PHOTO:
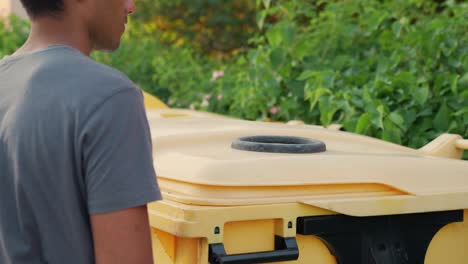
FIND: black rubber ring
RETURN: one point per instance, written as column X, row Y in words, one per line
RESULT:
column 279, row 144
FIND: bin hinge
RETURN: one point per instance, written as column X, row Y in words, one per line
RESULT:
column 285, row 250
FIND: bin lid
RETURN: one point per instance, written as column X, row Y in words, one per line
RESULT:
column 356, row 175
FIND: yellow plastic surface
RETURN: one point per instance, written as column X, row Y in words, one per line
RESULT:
column 152, row 102
column 181, row 233
column 207, row 185
column 357, row 175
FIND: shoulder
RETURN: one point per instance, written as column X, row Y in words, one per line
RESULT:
column 79, row 81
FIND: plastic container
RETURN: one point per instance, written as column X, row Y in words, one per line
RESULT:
column 354, row 200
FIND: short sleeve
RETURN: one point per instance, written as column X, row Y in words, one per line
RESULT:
column 117, row 155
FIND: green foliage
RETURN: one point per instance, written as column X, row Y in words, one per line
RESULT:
column 176, row 75
column 396, row 70
column 212, row 27
column 13, row 33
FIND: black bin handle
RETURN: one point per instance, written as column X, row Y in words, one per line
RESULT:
column 285, row 250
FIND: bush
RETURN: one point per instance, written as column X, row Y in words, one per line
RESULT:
column 212, row 27
column 396, row 70
column 13, row 33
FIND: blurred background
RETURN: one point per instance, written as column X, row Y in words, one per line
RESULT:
column 394, row 70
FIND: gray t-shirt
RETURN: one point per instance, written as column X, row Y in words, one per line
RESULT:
column 74, row 141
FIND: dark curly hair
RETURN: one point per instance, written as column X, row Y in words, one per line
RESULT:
column 36, row 8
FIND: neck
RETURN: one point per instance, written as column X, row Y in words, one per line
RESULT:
column 63, row 30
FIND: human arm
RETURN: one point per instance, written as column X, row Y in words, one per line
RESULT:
column 122, row 237
column 120, row 178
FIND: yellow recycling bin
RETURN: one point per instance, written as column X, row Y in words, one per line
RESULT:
column 250, row 192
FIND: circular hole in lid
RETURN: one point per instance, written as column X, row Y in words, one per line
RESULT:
column 279, row 144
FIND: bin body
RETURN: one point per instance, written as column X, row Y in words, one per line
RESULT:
column 220, row 199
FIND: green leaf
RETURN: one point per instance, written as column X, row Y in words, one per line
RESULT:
column 454, row 85
column 442, row 118
column 420, row 94
column 327, row 109
column 397, row 120
column 313, row 95
column 391, row 132
column 362, row 124
column 277, row 57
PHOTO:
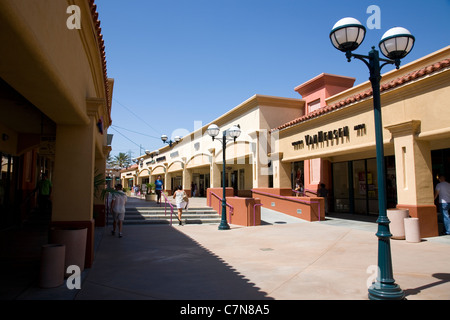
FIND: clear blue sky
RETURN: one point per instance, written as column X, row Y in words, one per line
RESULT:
column 179, row 61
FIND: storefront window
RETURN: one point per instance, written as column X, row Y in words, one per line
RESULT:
column 360, row 196
column 341, row 187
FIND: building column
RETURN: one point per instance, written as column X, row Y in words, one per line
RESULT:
column 73, row 188
column 414, row 175
column 281, row 172
column 260, row 165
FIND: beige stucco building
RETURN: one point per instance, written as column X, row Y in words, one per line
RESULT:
column 336, row 143
column 197, row 159
column 55, row 109
column 327, row 136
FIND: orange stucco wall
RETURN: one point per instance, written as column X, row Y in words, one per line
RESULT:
column 246, row 211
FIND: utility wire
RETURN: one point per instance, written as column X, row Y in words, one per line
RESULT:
column 112, row 127
column 140, row 118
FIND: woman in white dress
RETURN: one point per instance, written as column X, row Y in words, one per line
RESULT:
column 180, row 201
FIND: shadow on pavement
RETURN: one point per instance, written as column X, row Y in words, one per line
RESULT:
column 159, row 262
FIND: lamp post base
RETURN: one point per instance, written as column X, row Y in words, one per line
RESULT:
column 385, row 292
column 224, row 226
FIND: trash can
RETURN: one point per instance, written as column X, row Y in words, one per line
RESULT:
column 75, row 241
column 412, row 230
column 51, row 273
column 397, row 225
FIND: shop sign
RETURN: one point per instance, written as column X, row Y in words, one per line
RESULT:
column 323, row 136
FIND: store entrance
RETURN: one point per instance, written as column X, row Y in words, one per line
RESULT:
column 355, row 186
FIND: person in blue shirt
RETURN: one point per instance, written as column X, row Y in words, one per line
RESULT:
column 158, row 188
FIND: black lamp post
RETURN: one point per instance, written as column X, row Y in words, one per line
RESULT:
column 346, row 35
column 234, row 132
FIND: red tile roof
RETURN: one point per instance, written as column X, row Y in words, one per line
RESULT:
column 368, row 93
column 101, row 44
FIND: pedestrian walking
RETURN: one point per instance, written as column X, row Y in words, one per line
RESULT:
column 442, row 191
column 119, row 199
column 181, row 201
column 158, row 188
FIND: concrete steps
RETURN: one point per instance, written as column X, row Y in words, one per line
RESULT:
column 158, row 215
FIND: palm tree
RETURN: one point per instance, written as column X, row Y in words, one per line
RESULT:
column 122, row 160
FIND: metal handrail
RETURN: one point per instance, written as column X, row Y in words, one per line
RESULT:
column 165, row 207
column 219, row 198
column 289, row 198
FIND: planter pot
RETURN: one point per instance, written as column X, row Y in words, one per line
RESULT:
column 51, row 274
column 75, row 242
column 412, row 230
column 397, row 225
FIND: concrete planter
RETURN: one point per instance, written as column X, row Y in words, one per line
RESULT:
column 51, row 274
column 412, row 230
column 75, row 242
column 397, row 226
column 150, row 197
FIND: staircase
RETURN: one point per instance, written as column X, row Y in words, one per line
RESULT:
column 158, row 215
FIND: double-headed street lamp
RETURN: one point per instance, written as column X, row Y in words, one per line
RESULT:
column 346, row 35
column 164, row 139
column 233, row 133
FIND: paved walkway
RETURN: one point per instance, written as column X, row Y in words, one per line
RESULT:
column 283, row 259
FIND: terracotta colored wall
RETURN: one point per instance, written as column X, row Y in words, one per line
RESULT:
column 282, row 201
column 427, row 215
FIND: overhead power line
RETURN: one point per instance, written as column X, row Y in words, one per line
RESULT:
column 138, row 117
column 143, row 134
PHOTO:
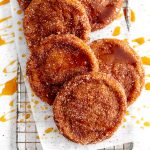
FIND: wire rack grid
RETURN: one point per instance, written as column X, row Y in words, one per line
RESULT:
column 26, row 133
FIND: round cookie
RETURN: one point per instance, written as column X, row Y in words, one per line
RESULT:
column 117, row 58
column 89, row 108
column 43, row 18
column 58, row 59
column 101, row 12
column 24, row 3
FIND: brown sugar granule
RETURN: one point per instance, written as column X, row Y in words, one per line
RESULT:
column 58, row 59
column 117, row 58
column 89, row 108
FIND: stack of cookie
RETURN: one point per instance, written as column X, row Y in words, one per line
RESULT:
column 89, row 85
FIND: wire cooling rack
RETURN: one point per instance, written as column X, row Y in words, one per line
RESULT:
column 26, row 133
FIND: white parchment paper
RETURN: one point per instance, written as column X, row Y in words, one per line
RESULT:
column 43, row 115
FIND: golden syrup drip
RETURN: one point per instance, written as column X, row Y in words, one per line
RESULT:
column 18, row 22
column 125, row 40
column 19, row 12
column 7, row 34
column 11, row 63
column 133, row 18
column 3, row 2
column 11, row 103
column 2, row 42
column 133, row 117
column 20, row 29
column 139, row 40
column 23, row 55
column 48, row 130
column 3, row 117
column 137, row 122
column 20, row 38
column 127, row 113
column 119, row 15
column 7, row 27
column 27, row 116
column 147, row 124
column 116, row 31
column 147, row 86
column 146, row 60
column 4, row 19
column 10, row 87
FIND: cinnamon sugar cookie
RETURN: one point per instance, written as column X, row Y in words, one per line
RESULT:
column 24, row 3
column 101, row 12
column 43, row 18
column 59, row 58
column 118, row 59
column 89, row 108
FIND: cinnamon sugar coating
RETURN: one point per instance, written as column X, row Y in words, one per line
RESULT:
column 89, row 108
column 24, row 3
column 58, row 59
column 118, row 59
column 101, row 12
column 43, row 18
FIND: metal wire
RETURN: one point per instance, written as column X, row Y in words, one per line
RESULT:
column 26, row 136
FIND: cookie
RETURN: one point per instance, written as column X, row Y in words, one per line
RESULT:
column 24, row 3
column 43, row 18
column 59, row 58
column 89, row 108
column 117, row 58
column 101, row 12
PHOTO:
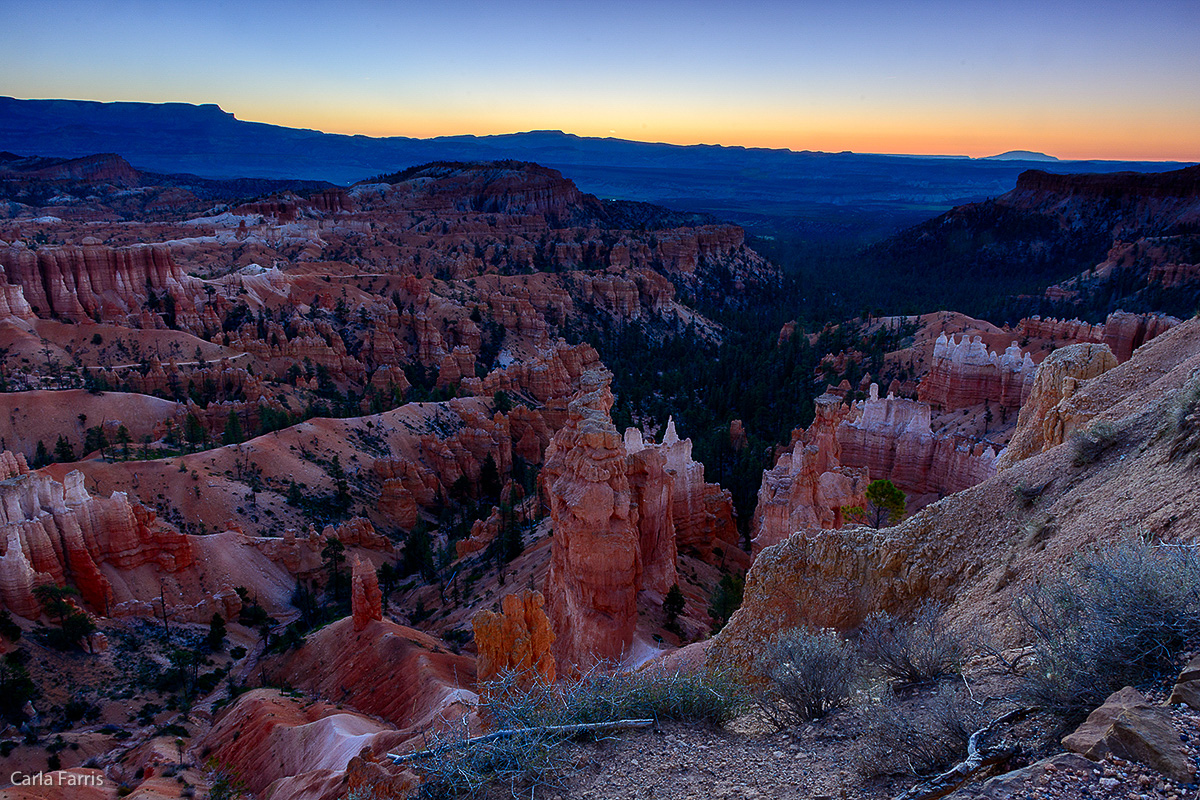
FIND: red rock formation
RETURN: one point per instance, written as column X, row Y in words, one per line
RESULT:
column 965, row 373
column 1125, row 332
column 113, row 283
column 366, row 600
column 1048, row 417
column 833, row 462
column 1122, row 332
column 809, row 486
column 52, row 530
column 702, row 512
column 517, row 639
column 397, row 504
column 274, row 741
column 595, row 559
column 483, row 533
column 384, row 669
column 892, row 438
column 12, row 301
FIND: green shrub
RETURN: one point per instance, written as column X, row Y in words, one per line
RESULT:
column 531, row 752
column 1186, row 423
column 911, row 651
column 1116, row 618
column 808, row 674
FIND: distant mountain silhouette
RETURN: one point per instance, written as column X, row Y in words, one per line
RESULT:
column 1021, row 155
column 810, row 193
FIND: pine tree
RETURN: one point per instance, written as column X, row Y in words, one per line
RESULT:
column 63, row 450
column 233, row 434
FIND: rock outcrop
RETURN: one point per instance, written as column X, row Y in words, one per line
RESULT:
column 78, row 283
column 652, row 488
column 977, row 551
column 53, row 531
column 702, row 512
column 964, row 373
column 1127, row 726
column 383, row 669
column 366, row 599
column 595, row 566
column 809, row 486
column 847, row 446
column 516, row 639
column 1122, row 331
column 1049, row 416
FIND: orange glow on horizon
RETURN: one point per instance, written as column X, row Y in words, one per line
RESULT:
column 946, row 134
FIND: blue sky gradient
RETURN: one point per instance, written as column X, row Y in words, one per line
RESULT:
column 1093, row 79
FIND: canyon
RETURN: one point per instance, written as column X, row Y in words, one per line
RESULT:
column 389, row 435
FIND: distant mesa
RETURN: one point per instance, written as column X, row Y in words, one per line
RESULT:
column 1020, row 155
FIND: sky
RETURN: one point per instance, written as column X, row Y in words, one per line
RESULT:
column 1073, row 78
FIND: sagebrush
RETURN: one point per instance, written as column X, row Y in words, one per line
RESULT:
column 1116, row 618
column 1087, row 446
column 807, row 674
column 455, row 767
column 919, row 734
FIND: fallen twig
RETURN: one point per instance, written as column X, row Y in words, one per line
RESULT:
column 555, row 729
column 979, row 757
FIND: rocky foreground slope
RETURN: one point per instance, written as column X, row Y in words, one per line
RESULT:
column 311, row 468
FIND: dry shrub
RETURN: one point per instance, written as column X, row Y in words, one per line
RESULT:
column 912, row 651
column 1087, row 446
column 1116, row 618
column 808, row 674
column 1186, row 423
column 919, row 734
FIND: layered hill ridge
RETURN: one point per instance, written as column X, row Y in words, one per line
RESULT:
column 363, row 425
column 973, row 551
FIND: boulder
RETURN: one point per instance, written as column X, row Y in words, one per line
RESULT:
column 516, row 639
column 1129, row 727
column 1048, row 416
column 1187, row 686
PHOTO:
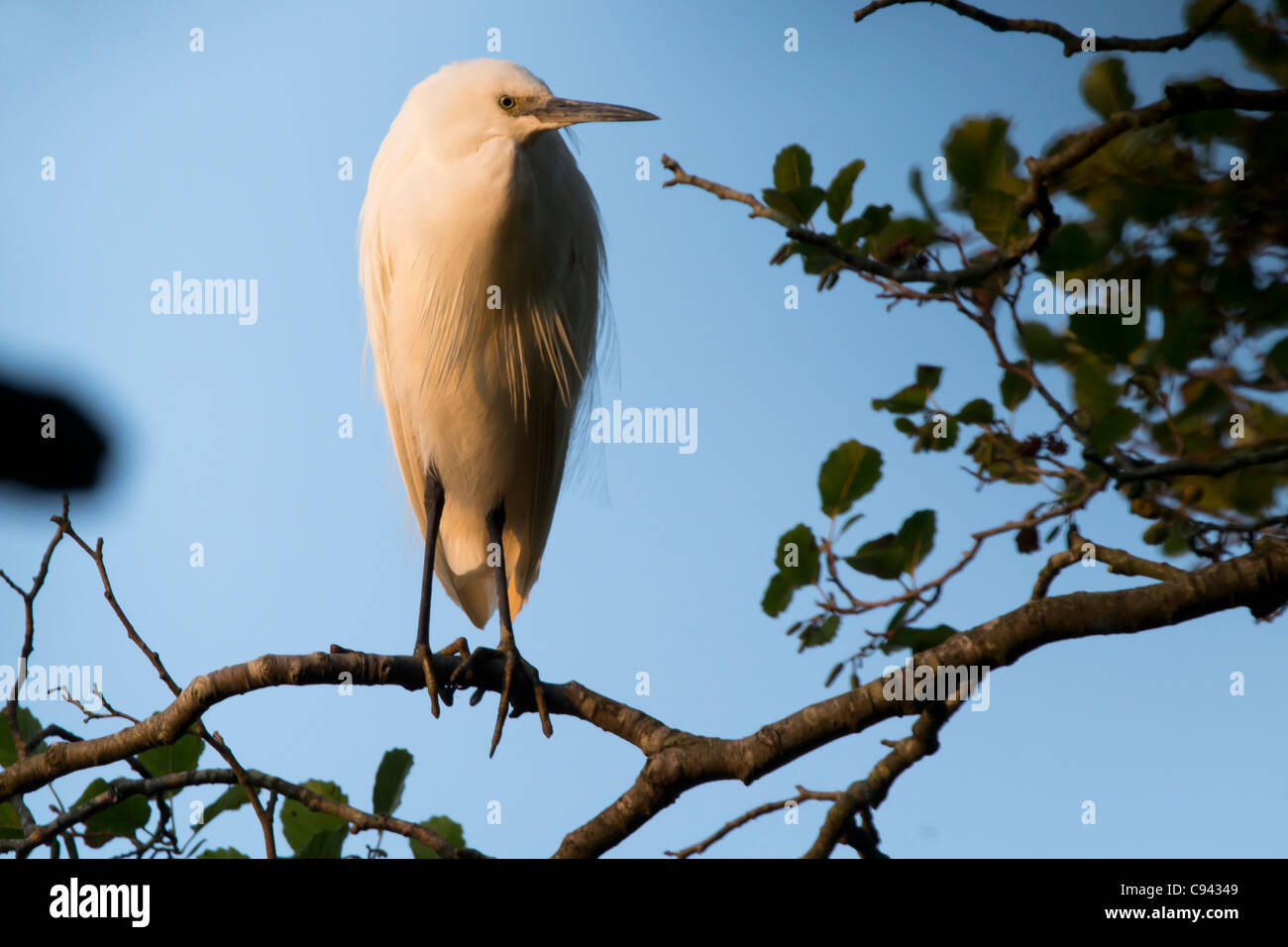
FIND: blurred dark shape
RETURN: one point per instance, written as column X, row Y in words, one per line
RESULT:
column 47, row 441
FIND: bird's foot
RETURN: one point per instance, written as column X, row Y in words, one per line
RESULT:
column 509, row 651
column 459, row 647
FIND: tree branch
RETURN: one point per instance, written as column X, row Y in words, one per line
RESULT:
column 124, row 789
column 1072, row 43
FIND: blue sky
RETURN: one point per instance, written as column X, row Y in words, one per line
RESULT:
column 223, row 163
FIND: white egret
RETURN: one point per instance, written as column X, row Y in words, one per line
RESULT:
column 481, row 263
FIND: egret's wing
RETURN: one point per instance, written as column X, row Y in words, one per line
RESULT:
column 574, row 312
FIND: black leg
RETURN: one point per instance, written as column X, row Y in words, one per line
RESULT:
column 433, row 517
column 507, row 647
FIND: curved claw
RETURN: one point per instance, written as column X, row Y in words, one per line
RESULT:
column 430, row 681
column 514, row 659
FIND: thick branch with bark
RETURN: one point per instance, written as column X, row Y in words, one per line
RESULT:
column 678, row 761
column 1070, row 42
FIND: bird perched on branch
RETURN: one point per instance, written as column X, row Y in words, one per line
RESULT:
column 481, row 262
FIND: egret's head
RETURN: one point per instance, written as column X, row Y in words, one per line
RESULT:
column 485, row 98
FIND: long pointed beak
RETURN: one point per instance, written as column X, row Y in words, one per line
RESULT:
column 563, row 112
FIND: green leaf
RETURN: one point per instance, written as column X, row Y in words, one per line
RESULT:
column 325, row 844
column 1093, row 386
column 117, row 821
column 1115, row 427
column 917, row 538
column 918, row 638
column 928, row 375
column 822, row 633
column 1070, row 249
column 980, row 158
column 29, row 727
column 849, row 522
column 1016, row 389
column 881, row 557
column 918, row 191
column 906, row 401
column 1042, row 343
column 1278, row 357
column 1107, row 334
column 784, row 204
column 450, row 831
column 1183, row 335
column 798, row 556
column 840, row 192
column 848, row 474
column 11, row 826
column 390, row 779
column 806, row 200
column 300, row 823
column 993, row 215
column 179, row 757
column 793, row 169
column 1104, row 86
column 978, row 411
column 778, row 595
column 232, row 797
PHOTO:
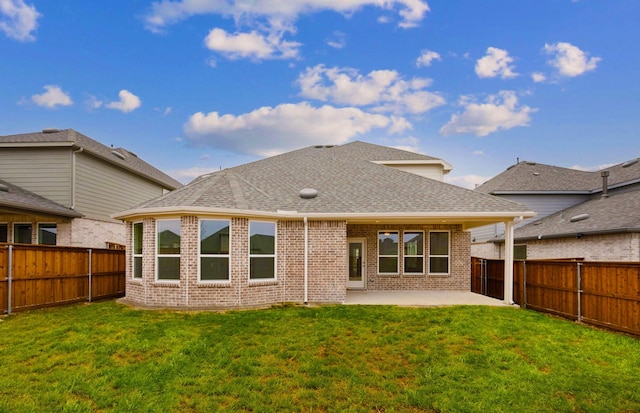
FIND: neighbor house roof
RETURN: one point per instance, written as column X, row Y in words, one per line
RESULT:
column 69, row 137
column 614, row 214
column 532, row 177
column 17, row 200
column 349, row 184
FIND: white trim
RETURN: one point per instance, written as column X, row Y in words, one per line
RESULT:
column 274, row 255
column 397, row 256
column 404, row 255
column 133, row 250
column 157, row 255
column 200, row 255
column 448, row 255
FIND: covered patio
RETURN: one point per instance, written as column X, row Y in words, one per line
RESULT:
column 419, row 298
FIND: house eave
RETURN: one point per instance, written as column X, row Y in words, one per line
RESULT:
column 466, row 219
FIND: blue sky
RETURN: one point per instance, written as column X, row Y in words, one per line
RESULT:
column 193, row 86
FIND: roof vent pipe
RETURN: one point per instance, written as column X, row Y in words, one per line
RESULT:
column 605, row 183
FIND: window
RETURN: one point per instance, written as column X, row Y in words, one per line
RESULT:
column 47, row 234
column 262, row 250
column 168, row 239
column 137, row 250
column 388, row 252
column 22, row 233
column 214, row 250
column 439, row 252
column 413, row 252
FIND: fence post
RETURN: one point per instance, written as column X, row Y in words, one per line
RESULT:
column 9, row 278
column 90, row 278
column 524, row 284
column 579, row 291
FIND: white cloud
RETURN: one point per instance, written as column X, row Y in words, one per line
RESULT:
column 383, row 90
column 499, row 112
column 427, row 57
column 252, row 45
column 18, row 20
column 54, row 96
column 166, row 12
column 128, row 102
column 467, row 181
column 570, row 60
column 538, row 77
column 271, row 130
column 337, row 40
column 496, row 62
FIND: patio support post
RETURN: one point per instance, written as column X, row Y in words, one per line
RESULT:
column 508, row 262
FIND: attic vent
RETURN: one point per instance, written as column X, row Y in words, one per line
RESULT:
column 580, row 217
column 118, row 155
column 308, row 193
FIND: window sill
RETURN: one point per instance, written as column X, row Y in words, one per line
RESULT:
column 214, row 284
column 258, row 283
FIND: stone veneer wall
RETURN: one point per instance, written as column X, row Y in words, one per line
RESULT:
column 326, row 271
column 460, row 264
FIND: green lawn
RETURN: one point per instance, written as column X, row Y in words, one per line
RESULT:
column 107, row 357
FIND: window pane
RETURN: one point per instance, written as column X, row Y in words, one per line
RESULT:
column 413, row 264
column 137, row 267
column 169, row 237
column 439, row 243
column 4, row 233
column 262, row 237
column 214, row 237
column 262, row 267
column 47, row 234
column 388, row 264
column 22, row 233
column 214, row 268
column 413, row 243
column 168, row 268
column 137, row 238
column 439, row 265
column 388, row 243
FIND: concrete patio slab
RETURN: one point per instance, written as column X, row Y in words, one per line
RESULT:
column 419, row 298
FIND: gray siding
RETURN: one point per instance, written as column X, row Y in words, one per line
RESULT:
column 103, row 189
column 44, row 171
column 543, row 205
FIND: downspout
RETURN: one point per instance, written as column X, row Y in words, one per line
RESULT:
column 73, row 178
column 306, row 261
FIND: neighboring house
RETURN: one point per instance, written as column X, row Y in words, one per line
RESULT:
column 590, row 215
column 305, row 226
column 60, row 187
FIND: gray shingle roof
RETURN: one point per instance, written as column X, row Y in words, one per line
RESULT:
column 619, row 212
column 127, row 160
column 16, row 199
column 536, row 177
column 345, row 178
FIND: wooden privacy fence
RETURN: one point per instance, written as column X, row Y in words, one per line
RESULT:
column 605, row 294
column 34, row 276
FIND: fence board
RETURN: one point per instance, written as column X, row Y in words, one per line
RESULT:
column 45, row 276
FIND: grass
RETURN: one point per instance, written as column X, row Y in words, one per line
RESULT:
column 107, row 357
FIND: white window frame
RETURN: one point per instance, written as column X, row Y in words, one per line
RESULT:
column 13, row 236
column 405, row 256
column 158, row 255
column 274, row 255
column 133, row 249
column 201, row 255
column 397, row 256
column 38, row 231
column 448, row 255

□ □ □ □

**WORK TASK**
Scan the material above line by line and report how many lines contain the word "wire", nothing further.

**EXPECTED ANSWER**
4